▶ Listed records
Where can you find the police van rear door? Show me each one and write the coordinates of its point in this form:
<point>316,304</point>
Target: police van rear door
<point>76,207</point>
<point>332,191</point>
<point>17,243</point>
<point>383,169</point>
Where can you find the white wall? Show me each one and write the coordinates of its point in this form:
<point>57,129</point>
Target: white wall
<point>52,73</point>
...
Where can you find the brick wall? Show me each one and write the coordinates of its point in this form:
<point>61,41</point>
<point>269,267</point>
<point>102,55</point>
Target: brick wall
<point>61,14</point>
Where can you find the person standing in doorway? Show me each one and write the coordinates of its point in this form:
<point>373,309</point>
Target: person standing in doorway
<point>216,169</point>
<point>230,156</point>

▶ Challenge
Copy the stretch of the listing from the line containing "Where can you find the white" through the line containing "<point>52,73</point>", both lines included, reproducing each line without any change.

▶ Response
Where can you find the white wall? Show me each one and write the coordinates of its point in this form:
<point>57,129</point>
Target: white wall
<point>52,73</point>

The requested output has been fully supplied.